▶ **Source passage**:
▶
Posted - 26 Jun 2012 :  04:17:24  Show Profile Send Therise a Private Message  Reply with Quote
quote:
Originally posted by The Sage

quote:
Originally posted by Jorkens

I am a bit rusty on Kelemvor, so I am just guessing here. His trouble with undead would be more because they go against his ethos than because they are evil. I would think that good undead or neutral priests raising neutral undead wouldn't exactly please him either.

I think Ed said it best:-

"Kelemvor is one of the most unwilling and conflicted of the "New Gods." Although he has a fierce revulsion for undead, his hatred is reserved for "undead by choice" (such as liches). He has sympathy for haunts, apparitions, and revenants that exist because someone died without being able to finish a task, mission, or achievement that dominated their lives at the time of death, or so violently and "unfairly" that revenge or at least public identification of their slayer (as a warning to others) leaves them unable to "rest." So Kelemvor will turn a blind eye to "unfinished business" undead, but stand against those who seek to cheat death and achieve undeath thereby."
◀
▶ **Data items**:
▶
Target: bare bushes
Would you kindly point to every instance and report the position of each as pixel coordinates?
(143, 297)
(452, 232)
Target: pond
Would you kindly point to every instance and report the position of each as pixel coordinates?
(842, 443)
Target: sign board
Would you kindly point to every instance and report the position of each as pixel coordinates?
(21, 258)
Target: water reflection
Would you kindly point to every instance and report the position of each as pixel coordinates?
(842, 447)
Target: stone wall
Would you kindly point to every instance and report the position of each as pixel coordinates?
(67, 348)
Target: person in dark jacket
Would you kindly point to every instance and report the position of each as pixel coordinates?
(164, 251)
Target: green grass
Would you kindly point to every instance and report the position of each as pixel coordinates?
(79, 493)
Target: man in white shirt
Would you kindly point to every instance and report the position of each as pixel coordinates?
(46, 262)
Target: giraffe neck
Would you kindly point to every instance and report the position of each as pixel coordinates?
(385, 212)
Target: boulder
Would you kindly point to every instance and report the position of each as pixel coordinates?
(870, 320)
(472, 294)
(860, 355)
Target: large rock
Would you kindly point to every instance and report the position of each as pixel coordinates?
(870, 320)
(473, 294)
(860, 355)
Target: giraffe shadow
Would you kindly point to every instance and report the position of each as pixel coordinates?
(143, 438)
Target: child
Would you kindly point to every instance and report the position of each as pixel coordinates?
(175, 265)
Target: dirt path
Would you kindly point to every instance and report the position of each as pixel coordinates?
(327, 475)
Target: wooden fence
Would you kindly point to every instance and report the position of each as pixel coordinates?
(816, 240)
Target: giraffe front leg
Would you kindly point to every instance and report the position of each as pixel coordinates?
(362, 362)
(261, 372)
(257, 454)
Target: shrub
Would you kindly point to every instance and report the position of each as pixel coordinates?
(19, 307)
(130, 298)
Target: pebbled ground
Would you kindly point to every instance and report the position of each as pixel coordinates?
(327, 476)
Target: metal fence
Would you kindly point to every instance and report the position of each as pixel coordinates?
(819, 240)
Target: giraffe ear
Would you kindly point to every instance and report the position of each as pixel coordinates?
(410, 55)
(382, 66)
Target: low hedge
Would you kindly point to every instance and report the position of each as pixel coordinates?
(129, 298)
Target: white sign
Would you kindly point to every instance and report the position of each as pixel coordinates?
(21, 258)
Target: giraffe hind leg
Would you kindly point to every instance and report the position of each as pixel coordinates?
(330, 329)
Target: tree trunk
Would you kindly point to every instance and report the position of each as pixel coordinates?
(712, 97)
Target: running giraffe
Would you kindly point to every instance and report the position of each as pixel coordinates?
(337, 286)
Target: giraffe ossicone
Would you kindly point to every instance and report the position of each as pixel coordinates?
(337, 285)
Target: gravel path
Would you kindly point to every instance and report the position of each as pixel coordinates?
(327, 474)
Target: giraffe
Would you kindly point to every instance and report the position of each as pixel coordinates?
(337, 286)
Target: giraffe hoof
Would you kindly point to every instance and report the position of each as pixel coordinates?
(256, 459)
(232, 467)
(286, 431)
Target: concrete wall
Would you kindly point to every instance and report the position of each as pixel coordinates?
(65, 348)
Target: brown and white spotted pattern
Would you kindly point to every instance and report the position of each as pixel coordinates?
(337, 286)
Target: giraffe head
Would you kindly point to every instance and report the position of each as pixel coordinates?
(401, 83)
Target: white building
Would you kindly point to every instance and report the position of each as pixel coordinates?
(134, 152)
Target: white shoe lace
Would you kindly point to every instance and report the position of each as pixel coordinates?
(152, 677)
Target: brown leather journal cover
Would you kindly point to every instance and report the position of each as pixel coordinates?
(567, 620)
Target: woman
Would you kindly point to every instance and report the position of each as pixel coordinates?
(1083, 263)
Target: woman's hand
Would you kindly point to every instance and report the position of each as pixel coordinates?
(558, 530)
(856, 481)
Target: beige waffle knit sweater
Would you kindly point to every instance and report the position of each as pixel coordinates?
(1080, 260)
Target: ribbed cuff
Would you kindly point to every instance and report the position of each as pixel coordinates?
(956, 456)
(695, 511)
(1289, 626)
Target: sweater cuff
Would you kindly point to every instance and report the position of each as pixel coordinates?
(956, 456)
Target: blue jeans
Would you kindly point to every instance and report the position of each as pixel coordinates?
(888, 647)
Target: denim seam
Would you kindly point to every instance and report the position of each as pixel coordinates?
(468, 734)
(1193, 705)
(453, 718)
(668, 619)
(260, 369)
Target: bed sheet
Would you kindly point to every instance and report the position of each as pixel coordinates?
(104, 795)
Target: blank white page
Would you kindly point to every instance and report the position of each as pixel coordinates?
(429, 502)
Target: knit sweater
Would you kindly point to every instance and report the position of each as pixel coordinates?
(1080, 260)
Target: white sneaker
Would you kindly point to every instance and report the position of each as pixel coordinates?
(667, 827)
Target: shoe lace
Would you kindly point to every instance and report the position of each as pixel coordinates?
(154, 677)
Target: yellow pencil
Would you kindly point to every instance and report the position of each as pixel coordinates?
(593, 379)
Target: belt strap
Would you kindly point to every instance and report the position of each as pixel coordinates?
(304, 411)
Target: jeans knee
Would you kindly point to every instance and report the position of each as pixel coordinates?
◀
▶ **Tasks to carry out**:
a – According to the forum post about Kelemvor, which undead does Kelemvor reserve his hatred for?
b – Copy out the lines of the data items starting at the line containing "Target: denim seam" and ending at the last line of the data items, both included.

▶ **Full solutions**:
a – He reserves it for "undead by choice," such as liches.

b –
Target: denim seam
Would you kindly point to every instance and report the position of each as pixel coordinates?
(468, 734)
(1193, 705)
(453, 718)
(668, 619)
(260, 369)
Target: bed sheet
Would you kindly point to every instance and report the position of each as pixel coordinates?
(104, 795)
Target: blank white page
Would you kindly point to every instance and report the position of each as pixel coordinates?
(429, 502)
Target: knit sweater
Would you kindly point to every instance and report the position of each as pixel coordinates?
(1080, 260)
Target: white sneaker
Would you kindly point to every instance and report the position of each as pixel coordinates?
(667, 827)
Target: shoe lace
Would you kindly point to every instance and report the position of each as pixel coordinates?
(154, 677)
Target: yellow pencil
Would you kindly point to every instance and report the position of each as pixel coordinates?
(593, 379)
Target: belt strap
Would you kindly point to every instance and report the position of each as pixel coordinates?
(304, 411)
Target: jeans knee
Would you kindly point to every instance and report the position of each as pixel coordinates?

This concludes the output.